__Job__
Pick out each line in the entries below that contains the word "yellow" and copy it.

— START Raw records —

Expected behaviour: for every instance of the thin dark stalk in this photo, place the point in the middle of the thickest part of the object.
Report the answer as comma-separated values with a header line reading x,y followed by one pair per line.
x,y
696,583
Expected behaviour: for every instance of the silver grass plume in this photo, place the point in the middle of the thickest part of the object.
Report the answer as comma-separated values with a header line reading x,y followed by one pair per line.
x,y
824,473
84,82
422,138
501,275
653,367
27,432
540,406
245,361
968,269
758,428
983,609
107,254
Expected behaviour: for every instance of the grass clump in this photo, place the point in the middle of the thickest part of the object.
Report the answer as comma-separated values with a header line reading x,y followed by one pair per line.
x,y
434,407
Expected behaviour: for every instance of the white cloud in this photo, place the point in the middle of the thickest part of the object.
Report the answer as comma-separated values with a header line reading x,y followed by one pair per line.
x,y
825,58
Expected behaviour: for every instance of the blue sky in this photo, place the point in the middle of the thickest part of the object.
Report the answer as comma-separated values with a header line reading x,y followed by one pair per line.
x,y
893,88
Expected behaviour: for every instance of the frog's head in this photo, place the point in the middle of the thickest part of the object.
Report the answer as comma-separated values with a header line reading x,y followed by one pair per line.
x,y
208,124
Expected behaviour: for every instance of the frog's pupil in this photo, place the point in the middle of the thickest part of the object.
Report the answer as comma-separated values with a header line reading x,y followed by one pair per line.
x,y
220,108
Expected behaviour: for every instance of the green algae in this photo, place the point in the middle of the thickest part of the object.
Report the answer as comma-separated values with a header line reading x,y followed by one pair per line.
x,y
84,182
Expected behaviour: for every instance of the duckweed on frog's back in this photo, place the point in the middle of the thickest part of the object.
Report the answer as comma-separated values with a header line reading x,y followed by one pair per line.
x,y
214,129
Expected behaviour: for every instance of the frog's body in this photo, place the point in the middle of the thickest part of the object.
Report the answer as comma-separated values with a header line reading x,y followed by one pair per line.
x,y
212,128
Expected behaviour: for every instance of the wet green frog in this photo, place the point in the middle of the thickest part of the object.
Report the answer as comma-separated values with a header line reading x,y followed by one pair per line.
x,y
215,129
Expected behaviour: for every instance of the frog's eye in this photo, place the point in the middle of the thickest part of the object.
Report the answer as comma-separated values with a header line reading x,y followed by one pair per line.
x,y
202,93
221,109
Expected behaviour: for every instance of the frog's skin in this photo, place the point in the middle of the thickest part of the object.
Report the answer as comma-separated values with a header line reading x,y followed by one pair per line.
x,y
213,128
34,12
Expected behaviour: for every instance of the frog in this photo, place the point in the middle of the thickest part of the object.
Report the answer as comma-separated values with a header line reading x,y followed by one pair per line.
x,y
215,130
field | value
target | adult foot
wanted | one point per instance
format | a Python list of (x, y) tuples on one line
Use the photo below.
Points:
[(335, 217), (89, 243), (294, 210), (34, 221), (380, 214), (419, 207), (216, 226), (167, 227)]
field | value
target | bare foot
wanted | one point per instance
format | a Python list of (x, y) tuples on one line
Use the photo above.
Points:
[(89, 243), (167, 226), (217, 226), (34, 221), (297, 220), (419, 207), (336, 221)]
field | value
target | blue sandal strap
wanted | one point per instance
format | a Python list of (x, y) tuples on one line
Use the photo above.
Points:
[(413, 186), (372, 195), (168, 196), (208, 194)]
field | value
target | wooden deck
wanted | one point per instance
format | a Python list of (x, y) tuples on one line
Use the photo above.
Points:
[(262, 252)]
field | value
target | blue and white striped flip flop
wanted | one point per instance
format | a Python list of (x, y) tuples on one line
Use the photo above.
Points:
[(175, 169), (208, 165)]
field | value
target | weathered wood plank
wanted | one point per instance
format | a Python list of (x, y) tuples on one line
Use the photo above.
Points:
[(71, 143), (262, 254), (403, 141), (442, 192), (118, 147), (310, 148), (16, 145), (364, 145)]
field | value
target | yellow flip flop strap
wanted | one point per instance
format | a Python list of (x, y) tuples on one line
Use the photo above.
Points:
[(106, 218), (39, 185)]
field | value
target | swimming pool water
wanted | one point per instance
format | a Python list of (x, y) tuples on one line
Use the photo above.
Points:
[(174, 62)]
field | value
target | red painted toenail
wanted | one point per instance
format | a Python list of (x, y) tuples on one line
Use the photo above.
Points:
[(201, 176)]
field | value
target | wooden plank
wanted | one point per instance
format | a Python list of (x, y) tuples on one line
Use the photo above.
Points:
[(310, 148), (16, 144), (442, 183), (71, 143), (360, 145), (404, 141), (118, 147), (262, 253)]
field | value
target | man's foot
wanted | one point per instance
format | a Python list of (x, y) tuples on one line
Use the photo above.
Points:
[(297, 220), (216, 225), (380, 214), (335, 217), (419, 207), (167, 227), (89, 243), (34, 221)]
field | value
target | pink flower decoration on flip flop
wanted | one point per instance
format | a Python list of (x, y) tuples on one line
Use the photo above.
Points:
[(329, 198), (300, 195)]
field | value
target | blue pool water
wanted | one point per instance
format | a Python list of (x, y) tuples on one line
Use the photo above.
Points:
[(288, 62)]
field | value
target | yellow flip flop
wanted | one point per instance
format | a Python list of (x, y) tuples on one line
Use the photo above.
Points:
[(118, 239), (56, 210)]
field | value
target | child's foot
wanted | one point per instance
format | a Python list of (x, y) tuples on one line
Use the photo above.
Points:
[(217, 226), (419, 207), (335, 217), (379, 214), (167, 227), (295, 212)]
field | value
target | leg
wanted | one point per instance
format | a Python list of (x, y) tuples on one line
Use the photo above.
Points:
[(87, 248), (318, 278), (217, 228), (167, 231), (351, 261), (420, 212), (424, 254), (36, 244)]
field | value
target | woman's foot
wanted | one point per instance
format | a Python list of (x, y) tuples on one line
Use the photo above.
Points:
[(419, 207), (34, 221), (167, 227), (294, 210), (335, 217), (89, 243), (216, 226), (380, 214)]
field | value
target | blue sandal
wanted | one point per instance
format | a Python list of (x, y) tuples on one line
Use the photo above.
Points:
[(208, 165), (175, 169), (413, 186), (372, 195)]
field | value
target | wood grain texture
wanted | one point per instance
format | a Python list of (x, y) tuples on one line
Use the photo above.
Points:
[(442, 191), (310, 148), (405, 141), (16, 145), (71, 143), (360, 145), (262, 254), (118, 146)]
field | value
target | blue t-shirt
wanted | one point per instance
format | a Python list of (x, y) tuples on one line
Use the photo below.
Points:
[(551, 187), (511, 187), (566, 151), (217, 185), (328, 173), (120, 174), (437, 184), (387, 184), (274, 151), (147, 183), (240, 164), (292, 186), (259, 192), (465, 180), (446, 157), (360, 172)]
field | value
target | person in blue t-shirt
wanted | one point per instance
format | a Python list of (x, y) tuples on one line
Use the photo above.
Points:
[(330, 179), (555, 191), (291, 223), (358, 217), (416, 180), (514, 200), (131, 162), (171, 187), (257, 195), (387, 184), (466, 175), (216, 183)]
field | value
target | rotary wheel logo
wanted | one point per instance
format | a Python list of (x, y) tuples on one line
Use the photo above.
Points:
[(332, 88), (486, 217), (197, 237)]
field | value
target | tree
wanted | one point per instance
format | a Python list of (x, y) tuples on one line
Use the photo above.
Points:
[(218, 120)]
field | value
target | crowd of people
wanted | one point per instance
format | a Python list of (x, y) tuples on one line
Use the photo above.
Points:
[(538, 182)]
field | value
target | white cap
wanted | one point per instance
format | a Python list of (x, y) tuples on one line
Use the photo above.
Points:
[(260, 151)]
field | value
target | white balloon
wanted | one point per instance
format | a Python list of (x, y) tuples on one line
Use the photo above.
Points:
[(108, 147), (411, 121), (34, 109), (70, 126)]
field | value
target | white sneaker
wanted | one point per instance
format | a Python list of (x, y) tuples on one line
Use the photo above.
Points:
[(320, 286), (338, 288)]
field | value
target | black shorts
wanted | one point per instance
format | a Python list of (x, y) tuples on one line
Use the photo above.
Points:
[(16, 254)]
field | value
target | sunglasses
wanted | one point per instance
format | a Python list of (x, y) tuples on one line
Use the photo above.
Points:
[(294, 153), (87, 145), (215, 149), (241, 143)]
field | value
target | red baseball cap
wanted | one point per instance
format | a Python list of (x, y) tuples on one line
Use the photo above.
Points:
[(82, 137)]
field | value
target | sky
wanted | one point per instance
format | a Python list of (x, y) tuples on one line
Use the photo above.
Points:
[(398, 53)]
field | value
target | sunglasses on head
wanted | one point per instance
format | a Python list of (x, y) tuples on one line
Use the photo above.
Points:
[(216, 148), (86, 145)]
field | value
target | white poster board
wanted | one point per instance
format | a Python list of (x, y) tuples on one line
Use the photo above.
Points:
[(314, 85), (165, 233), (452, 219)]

— END Raw records —

__Result for this task__
target | yellow flip flop strap
target | yellow flip flop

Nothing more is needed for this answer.